(A run of items)
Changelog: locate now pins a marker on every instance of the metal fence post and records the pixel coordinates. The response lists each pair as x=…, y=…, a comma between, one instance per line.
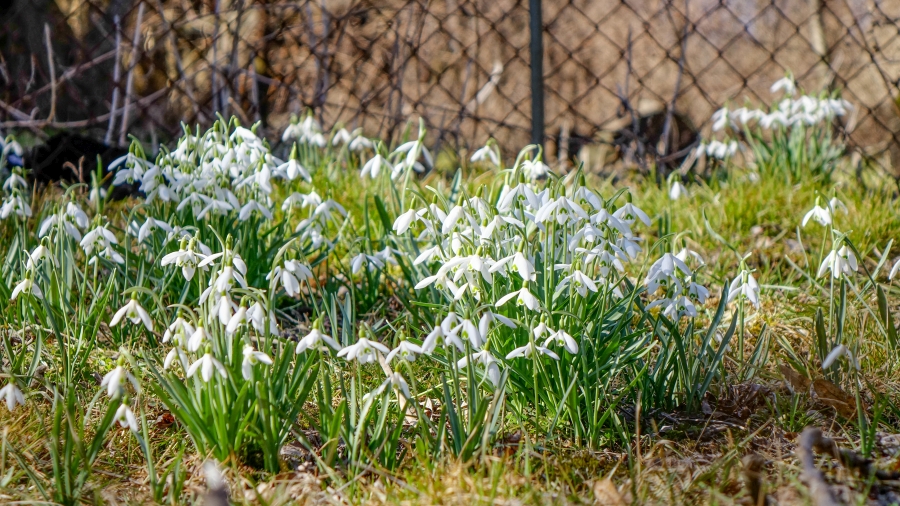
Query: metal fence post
x=537, y=73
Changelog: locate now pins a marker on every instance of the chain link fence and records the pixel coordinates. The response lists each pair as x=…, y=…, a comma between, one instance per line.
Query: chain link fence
x=146, y=66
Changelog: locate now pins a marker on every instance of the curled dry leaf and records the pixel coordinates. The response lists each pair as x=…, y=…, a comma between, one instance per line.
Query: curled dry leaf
x=797, y=381
x=832, y=395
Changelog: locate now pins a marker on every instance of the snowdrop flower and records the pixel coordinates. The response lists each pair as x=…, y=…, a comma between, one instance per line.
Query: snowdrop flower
x=406, y=351
x=485, y=361
x=686, y=253
x=819, y=214
x=485, y=153
x=836, y=353
x=396, y=382
x=114, y=381
x=198, y=337
x=529, y=349
x=207, y=365
x=28, y=287
x=523, y=298
x=677, y=190
x=179, y=330
x=125, y=416
x=535, y=169
x=251, y=358
x=12, y=395
x=373, y=167
x=785, y=84
x=315, y=339
x=839, y=262
x=404, y=221
x=39, y=253
x=664, y=271
x=744, y=285
x=134, y=312
x=364, y=351
x=186, y=257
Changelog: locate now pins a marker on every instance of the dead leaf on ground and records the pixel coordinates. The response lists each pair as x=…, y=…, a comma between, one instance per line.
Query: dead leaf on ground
x=606, y=493
x=797, y=381
x=832, y=395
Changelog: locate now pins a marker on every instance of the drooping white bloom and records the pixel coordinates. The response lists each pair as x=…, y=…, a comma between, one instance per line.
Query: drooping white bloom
x=404, y=221
x=744, y=285
x=134, y=312
x=198, y=337
x=819, y=214
x=207, y=364
x=28, y=287
x=364, y=351
x=37, y=255
x=251, y=358
x=12, y=395
x=677, y=190
x=840, y=262
x=179, y=330
x=785, y=84
x=485, y=153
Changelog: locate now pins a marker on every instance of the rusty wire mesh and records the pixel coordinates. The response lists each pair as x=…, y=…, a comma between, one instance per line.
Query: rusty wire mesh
x=462, y=65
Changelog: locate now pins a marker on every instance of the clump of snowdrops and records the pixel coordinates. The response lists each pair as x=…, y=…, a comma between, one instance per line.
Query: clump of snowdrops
x=533, y=302
x=793, y=138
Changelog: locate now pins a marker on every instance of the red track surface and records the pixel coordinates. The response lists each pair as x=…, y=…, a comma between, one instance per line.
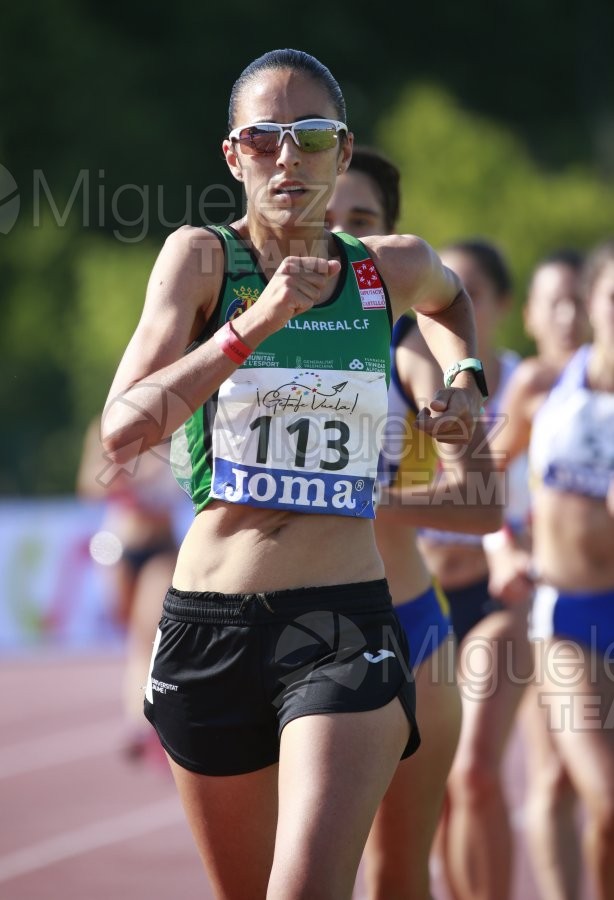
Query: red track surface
x=79, y=822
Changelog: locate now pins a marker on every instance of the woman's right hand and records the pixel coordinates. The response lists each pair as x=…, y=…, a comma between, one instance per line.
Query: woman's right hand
x=296, y=286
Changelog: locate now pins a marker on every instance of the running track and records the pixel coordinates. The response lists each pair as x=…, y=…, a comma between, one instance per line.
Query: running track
x=79, y=822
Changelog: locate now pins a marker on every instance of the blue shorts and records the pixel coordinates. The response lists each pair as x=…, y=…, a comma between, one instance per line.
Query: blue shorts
x=587, y=617
x=229, y=671
x=426, y=622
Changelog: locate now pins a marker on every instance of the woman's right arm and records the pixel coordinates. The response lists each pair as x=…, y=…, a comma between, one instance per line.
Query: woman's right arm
x=157, y=387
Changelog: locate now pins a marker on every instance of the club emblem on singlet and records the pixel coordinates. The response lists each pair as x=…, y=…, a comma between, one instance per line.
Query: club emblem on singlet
x=245, y=297
x=369, y=284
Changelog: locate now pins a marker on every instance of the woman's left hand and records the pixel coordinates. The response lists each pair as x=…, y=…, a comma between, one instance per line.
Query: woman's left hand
x=451, y=415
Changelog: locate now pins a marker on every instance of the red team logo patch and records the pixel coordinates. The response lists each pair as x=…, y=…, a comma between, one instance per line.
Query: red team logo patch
x=369, y=284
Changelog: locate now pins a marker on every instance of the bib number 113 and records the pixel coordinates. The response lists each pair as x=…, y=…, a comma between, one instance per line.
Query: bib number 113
x=301, y=428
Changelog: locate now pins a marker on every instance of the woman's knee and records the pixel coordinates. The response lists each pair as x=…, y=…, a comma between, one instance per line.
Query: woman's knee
x=474, y=781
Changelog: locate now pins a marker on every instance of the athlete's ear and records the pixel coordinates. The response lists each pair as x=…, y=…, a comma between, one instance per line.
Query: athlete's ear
x=232, y=159
x=345, y=154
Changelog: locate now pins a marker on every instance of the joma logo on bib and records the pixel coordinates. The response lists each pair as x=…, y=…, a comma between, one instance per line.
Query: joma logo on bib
x=281, y=489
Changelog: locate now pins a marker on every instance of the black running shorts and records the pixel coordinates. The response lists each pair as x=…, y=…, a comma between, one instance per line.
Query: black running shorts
x=229, y=671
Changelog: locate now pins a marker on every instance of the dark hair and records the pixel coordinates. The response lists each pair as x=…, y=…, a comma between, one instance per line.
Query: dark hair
x=297, y=60
x=489, y=259
x=385, y=176
x=596, y=261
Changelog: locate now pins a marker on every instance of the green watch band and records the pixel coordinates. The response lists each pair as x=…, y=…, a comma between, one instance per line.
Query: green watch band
x=468, y=365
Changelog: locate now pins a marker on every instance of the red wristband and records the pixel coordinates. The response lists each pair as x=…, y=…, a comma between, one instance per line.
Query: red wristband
x=231, y=344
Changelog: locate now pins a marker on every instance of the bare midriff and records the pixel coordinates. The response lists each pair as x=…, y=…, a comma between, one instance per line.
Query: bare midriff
x=573, y=541
x=238, y=549
x=455, y=565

- Requirement
Please rewrite the items as a Markdown table with the columns Row and Line, starting at the beginning of the items and running up to and including the line with "x=537, y=73". Leave out blank lines and pictures.

- Written solution
| Row | Line |
|---|---|
| 1 | Changelog: locate now pins a marker on every instance of the metal fence post and records the pixel coordinates. The response lists each pair as x=…, y=…, a comma between, one instance per line. |
| 2 | Query: metal fence post |
| 3 | x=537, y=73 |